Liability Insurance `Drought' / Wide Range of Businesses, Governments Find Liability Coverage Scarce

Article excerpt

A tavern in Albany, N.Y., closes its doors. A Miami trucking company goes out of business after 60 years. The mayor of a small Pennsylvania town orders police off the streets.

The common denominator in each case is a sudden and sweeping "drought" in liability insurance.

Once routinely purchased by business and government as protection against the economic ruin of lawsuits, liability insurance has become scarce and expensive. The growing list of those left out in the cold includes municipalities, professionals like engineers and architects, day-care centers and businesses ranging from large chemical companies to small manufacturers.

This crisis is more pervasive and has occurred more suddenly than the well-publicized rise in medical malpractice insurance rates that have afflicted hospitals and doctors. The drought also has different causes.

Roger Singer, Massachussetts' deputy insurance commissioner, says his office is flooded with calls from people who can't get insurance or who face rate increases of 300 percent and more.

▸ Activity 1:
Answer these questions from the liability insurance excerpt:
(a) How long had the Miami trucking company been in business before it closed?
(b) What did the mayor of a small Pennsylvania town order?
(c) According to Roger Singer, what rate increases do some callers to his office face?
▸ Activity 2:
Can you carry on the liability insurance excerpt from its last sentence?

▸ Data for review:
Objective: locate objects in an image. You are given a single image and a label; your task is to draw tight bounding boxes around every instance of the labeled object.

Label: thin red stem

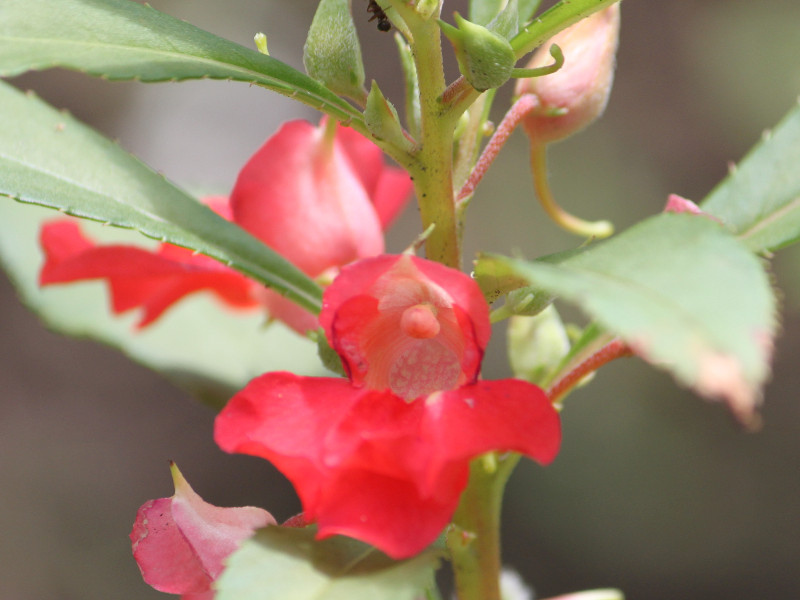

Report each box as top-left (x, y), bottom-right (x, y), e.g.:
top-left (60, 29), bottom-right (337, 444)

top-left (547, 339), bottom-right (633, 403)
top-left (456, 94), bottom-right (539, 201)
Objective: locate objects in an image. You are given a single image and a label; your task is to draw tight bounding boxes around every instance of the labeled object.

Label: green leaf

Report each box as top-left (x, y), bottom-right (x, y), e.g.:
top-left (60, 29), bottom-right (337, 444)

top-left (303, 0), bottom-right (367, 104)
top-left (701, 100), bottom-right (800, 253)
top-left (0, 83), bottom-right (322, 312)
top-left (215, 527), bottom-right (439, 600)
top-left (511, 0), bottom-right (619, 58)
top-left (0, 0), bottom-right (360, 121)
top-left (483, 214), bottom-right (776, 420)
top-left (519, 0), bottom-right (541, 24)
top-left (0, 201), bottom-right (323, 408)
top-left (467, 0), bottom-right (505, 25)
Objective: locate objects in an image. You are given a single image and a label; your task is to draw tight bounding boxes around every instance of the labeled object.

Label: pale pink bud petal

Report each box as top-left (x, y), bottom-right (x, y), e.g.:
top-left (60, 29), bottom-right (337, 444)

top-left (664, 194), bottom-right (703, 215)
top-left (516, 4), bottom-right (619, 144)
top-left (231, 121), bottom-right (384, 277)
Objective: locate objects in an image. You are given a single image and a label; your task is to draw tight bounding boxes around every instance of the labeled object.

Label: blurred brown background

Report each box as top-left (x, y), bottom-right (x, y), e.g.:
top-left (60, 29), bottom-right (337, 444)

top-left (0, 0), bottom-right (800, 600)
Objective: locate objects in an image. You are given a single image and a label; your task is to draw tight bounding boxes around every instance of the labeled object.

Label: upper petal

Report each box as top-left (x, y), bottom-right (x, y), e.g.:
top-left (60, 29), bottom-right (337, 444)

top-left (320, 256), bottom-right (491, 398)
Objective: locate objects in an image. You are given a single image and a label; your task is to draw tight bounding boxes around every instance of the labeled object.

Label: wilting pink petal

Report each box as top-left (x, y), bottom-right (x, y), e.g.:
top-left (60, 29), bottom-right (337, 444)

top-left (320, 256), bottom-right (491, 398)
top-left (215, 373), bottom-right (561, 558)
top-left (130, 465), bottom-right (275, 600)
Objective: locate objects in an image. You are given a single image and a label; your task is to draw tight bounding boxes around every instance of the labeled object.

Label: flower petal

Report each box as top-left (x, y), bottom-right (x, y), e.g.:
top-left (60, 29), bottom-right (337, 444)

top-left (39, 219), bottom-right (258, 327)
top-left (336, 127), bottom-right (414, 230)
top-left (215, 373), bottom-right (560, 558)
top-left (130, 464), bottom-right (275, 598)
top-left (320, 256), bottom-right (491, 398)
top-left (231, 121), bottom-right (384, 277)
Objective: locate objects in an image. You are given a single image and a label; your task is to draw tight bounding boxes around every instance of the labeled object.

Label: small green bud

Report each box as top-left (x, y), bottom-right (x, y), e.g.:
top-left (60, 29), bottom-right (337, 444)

top-left (364, 80), bottom-right (412, 150)
top-left (414, 0), bottom-right (439, 21)
top-left (253, 31), bottom-right (269, 56)
top-left (439, 13), bottom-right (517, 92)
top-left (508, 305), bottom-right (569, 384)
top-left (303, 0), bottom-right (366, 102)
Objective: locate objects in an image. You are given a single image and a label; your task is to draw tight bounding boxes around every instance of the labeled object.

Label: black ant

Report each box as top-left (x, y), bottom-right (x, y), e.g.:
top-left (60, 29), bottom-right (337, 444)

top-left (367, 0), bottom-right (392, 31)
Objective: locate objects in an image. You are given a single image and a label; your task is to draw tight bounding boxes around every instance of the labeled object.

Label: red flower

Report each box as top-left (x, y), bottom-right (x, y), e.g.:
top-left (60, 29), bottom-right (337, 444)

top-left (130, 464), bottom-right (275, 600)
top-left (39, 198), bottom-right (260, 327)
top-left (215, 256), bottom-right (561, 558)
top-left (40, 120), bottom-right (411, 333)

▸ Result 1:
(a) 60 years.
(b) He ordered police off the streets.
(c) Increases of 300 percent and more.

▸ Result 2:
"It's everybody from some of the biggest companies in the state to an individual chimney sweep who can't get coverage," he said.

The crisis touches all society. The New Mexico Retail Liquor Dealers Association estimates 75 percent of its membership cannot get or afford insurance. South Carolina officials are trying to persuade an insurer to continue coverage for hundreds of churches.

"I would expect the churches to be the better risks, and if the company starts canceling the better risks, then other companies would follow, and we would have chaos," said state Insurance Commissioner John Richards IV.

Businesses large and small are affected: Steve Scammell, risk manager for GAF Corp., a chemical company in New Jersey, expects a 400 percent increase in insurance costs.

Herbert Smoot, owner of Southern Missouri Towing, is selling his six wreckers and going out of business because of a 300 percent rate increase.

"I just flat had to shut them down," he said. "It's not feasible when it's a losing proposition."

The drought's impact is widespread. When Mission Insurance Co., a carrier in California, dropped its specialty day-care insurance, the ripples reached across the country. Hundreds of day-care centers went hunting new policies.

In Michigan, premiums for day-care policies increased an average 400 percent. "Parents are being priced out of the market," said Bill Hankins, a spokesman for the state Department of Social Services.

It affects everyday life. Northeast ski operators will raise the price of lift tickets a few dollars to cover the cost of higher insurance. Denver Girl Scouts may have to cancel summer cmap for want of coverage.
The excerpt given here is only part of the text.